▶ [RECORDS]:
---+---

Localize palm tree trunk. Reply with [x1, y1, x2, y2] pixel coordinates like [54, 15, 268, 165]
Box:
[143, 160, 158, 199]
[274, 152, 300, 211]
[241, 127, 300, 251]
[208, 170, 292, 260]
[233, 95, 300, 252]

---+---

▶ [PROMPT]: Retype the material in full, character for character.

▶ [COMPLETE ANSWER]:
Localize palm tree trunk. Reply with [x1, y1, x2, y2] pixel coordinates like [54, 15, 268, 165]
Box:
[143, 160, 158, 199]
[274, 152, 300, 211]
[241, 127, 300, 251]
[208, 170, 292, 260]
[233, 95, 300, 252]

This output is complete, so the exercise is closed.